Segmentation labeling entries:
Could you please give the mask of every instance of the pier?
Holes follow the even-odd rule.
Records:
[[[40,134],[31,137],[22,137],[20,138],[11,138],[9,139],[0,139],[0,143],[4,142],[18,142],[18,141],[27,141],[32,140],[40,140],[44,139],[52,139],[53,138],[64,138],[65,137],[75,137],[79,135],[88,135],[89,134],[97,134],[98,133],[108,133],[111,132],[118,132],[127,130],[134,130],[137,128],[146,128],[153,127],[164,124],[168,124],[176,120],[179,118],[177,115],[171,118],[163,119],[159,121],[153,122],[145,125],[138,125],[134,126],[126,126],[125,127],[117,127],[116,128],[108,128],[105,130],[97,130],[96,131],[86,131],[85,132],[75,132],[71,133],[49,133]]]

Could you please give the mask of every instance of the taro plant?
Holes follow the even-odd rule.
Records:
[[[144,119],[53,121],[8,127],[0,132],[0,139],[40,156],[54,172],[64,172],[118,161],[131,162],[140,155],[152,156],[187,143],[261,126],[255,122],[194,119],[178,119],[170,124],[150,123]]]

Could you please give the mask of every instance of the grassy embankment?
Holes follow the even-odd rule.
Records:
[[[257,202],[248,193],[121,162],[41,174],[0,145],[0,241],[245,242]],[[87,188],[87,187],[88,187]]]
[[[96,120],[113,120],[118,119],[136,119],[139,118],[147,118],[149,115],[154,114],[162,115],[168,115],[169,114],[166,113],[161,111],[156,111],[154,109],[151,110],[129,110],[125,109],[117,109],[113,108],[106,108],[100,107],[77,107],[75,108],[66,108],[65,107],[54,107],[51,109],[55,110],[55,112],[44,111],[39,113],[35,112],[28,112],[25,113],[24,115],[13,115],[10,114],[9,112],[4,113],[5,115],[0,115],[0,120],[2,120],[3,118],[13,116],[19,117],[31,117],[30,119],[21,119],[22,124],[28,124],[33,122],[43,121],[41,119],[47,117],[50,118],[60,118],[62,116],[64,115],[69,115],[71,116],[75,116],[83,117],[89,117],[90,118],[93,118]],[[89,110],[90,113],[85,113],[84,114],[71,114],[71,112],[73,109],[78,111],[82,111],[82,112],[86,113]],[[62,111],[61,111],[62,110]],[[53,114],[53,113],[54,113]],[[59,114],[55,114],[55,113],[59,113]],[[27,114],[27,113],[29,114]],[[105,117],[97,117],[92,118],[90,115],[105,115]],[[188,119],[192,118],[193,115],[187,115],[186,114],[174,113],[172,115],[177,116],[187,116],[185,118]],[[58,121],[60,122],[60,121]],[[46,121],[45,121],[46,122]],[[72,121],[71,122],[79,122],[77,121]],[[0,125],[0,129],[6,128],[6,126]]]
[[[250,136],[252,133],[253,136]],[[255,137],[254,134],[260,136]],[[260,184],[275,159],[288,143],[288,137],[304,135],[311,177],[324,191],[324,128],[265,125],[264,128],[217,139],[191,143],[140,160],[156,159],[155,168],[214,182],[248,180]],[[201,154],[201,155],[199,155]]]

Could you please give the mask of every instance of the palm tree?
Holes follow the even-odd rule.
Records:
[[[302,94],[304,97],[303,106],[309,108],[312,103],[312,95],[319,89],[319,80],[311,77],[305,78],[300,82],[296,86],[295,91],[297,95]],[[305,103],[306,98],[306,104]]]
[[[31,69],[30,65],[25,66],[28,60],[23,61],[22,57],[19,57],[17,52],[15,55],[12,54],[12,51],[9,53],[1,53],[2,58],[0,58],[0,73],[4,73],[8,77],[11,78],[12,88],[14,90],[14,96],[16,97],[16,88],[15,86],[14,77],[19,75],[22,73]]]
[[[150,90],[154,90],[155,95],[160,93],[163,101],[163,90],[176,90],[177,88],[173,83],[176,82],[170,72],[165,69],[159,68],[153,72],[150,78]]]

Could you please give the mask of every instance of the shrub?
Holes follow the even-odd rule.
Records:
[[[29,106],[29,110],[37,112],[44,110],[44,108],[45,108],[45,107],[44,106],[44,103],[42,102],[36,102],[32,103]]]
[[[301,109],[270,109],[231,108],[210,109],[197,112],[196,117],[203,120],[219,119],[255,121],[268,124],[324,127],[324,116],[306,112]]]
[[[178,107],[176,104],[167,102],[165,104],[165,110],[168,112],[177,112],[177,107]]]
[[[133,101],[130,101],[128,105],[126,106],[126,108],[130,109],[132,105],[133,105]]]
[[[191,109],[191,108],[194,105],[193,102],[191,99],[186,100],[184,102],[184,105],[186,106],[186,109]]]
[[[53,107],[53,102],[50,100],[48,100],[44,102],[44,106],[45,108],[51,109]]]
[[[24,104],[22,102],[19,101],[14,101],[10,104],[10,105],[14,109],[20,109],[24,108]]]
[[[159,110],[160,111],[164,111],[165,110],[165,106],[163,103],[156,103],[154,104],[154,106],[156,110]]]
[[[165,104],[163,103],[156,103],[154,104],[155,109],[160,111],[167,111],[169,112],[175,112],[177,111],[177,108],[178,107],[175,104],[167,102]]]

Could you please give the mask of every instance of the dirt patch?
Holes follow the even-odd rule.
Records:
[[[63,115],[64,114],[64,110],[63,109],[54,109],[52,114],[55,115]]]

- _Objective_
Return, word for word, the part of the material that opens with the line containing "the dirt patch?" and continues through the end of the material, including both ends.

- _Written response_
Could you please give the mask of every instance of the dirt patch?
Holes follow the even-odd rule.
Records:
[[[63,115],[64,114],[64,110],[63,109],[54,109],[52,114],[55,115]]]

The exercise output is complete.